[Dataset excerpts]
------------------------------------
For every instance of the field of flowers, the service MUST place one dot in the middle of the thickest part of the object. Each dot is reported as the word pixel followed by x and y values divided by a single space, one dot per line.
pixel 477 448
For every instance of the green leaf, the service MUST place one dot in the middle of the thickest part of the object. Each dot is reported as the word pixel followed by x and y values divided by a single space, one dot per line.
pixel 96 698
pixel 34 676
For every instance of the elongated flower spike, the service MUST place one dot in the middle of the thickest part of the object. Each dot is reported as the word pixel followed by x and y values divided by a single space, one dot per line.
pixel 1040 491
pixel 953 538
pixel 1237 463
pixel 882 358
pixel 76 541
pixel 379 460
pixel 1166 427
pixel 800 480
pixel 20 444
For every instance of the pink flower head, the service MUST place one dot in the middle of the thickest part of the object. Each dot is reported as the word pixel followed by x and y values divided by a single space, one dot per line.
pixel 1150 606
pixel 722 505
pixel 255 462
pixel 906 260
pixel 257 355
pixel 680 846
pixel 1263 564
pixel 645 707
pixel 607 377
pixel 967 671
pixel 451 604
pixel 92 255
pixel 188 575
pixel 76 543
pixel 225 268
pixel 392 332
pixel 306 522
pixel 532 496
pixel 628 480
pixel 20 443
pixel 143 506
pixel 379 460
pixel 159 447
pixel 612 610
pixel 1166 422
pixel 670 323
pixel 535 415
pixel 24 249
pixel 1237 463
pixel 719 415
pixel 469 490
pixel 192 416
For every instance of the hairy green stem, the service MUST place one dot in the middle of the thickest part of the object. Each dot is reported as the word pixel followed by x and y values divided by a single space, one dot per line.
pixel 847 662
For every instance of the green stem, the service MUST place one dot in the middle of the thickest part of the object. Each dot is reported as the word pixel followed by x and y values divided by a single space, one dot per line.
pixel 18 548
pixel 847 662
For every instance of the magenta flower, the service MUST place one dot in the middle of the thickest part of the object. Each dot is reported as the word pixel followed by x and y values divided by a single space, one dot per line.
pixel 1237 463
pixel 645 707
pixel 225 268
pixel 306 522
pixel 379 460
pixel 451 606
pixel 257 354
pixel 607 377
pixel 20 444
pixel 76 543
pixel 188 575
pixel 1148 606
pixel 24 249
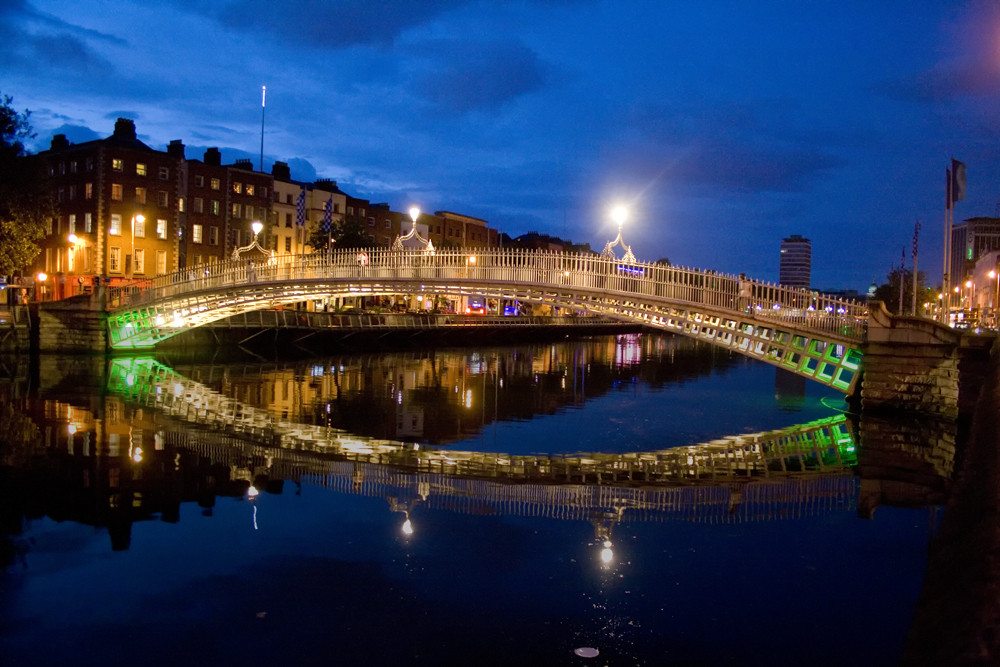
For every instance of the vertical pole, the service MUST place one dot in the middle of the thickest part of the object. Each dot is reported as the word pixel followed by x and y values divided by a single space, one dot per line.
pixel 916 236
pixel 263 95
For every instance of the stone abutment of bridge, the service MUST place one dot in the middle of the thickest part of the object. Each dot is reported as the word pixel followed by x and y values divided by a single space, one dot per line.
pixel 916 365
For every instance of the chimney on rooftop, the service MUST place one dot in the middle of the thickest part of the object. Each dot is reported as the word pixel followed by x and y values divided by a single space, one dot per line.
pixel 125 128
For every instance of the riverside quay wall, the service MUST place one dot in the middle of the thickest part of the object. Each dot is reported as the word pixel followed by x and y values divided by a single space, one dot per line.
pixel 912 364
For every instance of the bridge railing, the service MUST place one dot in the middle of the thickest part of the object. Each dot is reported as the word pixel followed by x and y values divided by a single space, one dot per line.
pixel 577 272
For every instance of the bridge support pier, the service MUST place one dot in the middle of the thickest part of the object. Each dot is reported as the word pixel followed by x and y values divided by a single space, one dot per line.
pixel 911 364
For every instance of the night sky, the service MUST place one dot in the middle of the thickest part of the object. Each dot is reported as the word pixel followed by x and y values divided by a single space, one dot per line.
pixel 724 126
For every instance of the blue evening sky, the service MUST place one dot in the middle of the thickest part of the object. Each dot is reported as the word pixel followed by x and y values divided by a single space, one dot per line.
pixel 724 125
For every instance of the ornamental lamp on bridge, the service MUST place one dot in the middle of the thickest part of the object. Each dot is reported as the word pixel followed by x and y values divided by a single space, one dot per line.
pixel 254 252
pixel 619 214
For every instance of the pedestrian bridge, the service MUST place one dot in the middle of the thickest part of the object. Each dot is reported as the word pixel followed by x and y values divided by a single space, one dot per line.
pixel 797 329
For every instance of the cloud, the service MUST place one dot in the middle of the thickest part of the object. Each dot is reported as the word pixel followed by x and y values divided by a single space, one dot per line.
pixel 477 76
pixel 335 24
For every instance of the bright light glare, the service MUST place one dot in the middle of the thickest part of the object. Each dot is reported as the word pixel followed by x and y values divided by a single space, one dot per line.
pixel 619 214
------------------------------------
● WHAT THE TASK ASKS
Can you repeat every record above exactly, apart from the pictures?

● SOLUTION FOR THIS PROBLEM
For every instance of the field of flowers, the service MUST place one dot in the middle of the thickest part of the object. Each dot is reported as the word pixel followed by x and y values divided by a single space, one dot per line.
pixel 477 448
For every instance of the green leaf, the service MUST place one dot in the middle of the thickest part of the object. Each dot is reported as the word pixel followed by x and y values divided by a single space, one dot per line.
pixel 96 698
pixel 34 676
For every instance of the elongated flower spike, the service MUST place one dot in the middle of the thickest part of the object. Each dot is reported as the word pixel followed by x and y values divided by a single space, one dot per line.
pixel 1040 491
pixel 953 538
pixel 1237 463
pixel 882 358
pixel 76 541
pixel 379 460
pixel 1166 427
pixel 800 480
pixel 20 444
For every instance of the pink flower head, the service MUST place one dot in the middle of the thickest part of the object. Each dot is reported as the word pixel followed by x and y values divided by a single space, one dot per line.
pixel 1150 606
pixel 722 505
pixel 255 462
pixel 906 260
pixel 257 355
pixel 680 846
pixel 1263 564
pixel 645 707
pixel 607 377
pixel 967 671
pixel 451 604
pixel 92 255
pixel 188 575
pixel 76 543
pixel 225 268
pixel 392 332
pixel 306 522
pixel 532 496
pixel 628 480
pixel 20 443
pixel 143 506
pixel 379 460
pixel 159 447
pixel 612 610
pixel 1166 422
pixel 670 323
pixel 535 415
pixel 24 249
pixel 1237 463
pixel 719 415
pixel 469 490
pixel 192 416
For every instance of the hairy green stem, the service MUST place one dot in the middle of the thickest part of the object. Each dot is reported as the word pixel followed by x and y values divided by a single space, one dot per line.
pixel 847 662
For every instance of the green stem, the service MUST place one dot in the middle of the thickest part of the object. Each dot is reported as the word pixel followed by x and y values divided by a single space, one dot per line.
pixel 18 548
pixel 847 662
For every instance of the magenta flower, the service MUST place one dot in the middle of the thickest part of the object. Each dot is reported as the word pixel followed by x and y values divided by a single space, one dot per line.
pixel 1237 463
pixel 645 707
pixel 225 268
pixel 306 522
pixel 379 460
pixel 451 606
pixel 257 354
pixel 607 377
pixel 20 444
pixel 76 543
pixel 188 575
pixel 1148 606
pixel 24 249
For every instance of the vertical pole, the service MUST place one dot in the middle of the thickest part of the object. Each dot is reported as the word pixel followed by x and y values divided by a single space, one dot per line.
pixel 916 236
pixel 263 95
For every instance of the stone abutment of bridge, the service MUST place one dot in the middle of the thickest part of the object. Each dot is reported as the word pixel followed by x and y values divided by a single space, one dot per line.
pixel 916 365
For every instance of the chimney on rooftop, the service MUST place one dot in the middle of the thickest part of the object. Each dot is reported as the word pixel followed by x and y values divided by a single space, one dot per line.
pixel 125 128
For every instance of the riverside quay wall, the service MUST place one dot in the middle of the thickest part of the object. Each dot is reported as the word pixel followed by x and y values divided by a single space, one dot per line.
pixel 912 364
For every instance of the bridge railing, the service MUST place one dot in the middle of the thickest part of the object. Each dot is reported as the word pixel followed by x and y values divided by a single space, one dot per line.
pixel 577 272
For every instance of the bridge support pier, the service MUST place one dot in the middle of the thickest part of the object. Each dot is reported as the word pixel followed by x and y values divided by a single space, one dot per line.
pixel 911 364
For every instance of the night sky, the service MUST place one dot in the middle of the thickest part of the object. Each dot is reported as the word pixel followed by x and y values divided by a single space, one dot per line.
pixel 724 126
For every instance of the blue evening sky, the service MUST place one dot in the middle of the thickest part of the object. Each dot is reported as the word pixel followed by x and y values divided by a single space, one dot per line.
pixel 724 125
For every instance of the ornamental lamp on bridge, the service MUST place one dot in the middle of the thickest part of the object. Each dot is reported as the word pixel followed by x and y values divided by a single space, one dot per line.
pixel 254 252
pixel 619 214
For every instance of the pedestrian bridge, the service MUST place one dot in the middle of the thickest part of the object. Each dot is reported as the word pixel followed by x and y values divided by a single space, one dot per line.
pixel 797 329
For every instance of the cloud, the service MUST place one dot in the middle of the thickest part of the object. Each dot is reported as the word pixel followed by x and y values divided by a single space, one dot per line.
pixel 477 76
pixel 335 24
For every instance of the bright light glare, the service MUST place one dot in the middle of the thickest part of the object. Each dot is reported as the word pixel followed by x and y values divided by a single space, one dot per line.
pixel 619 214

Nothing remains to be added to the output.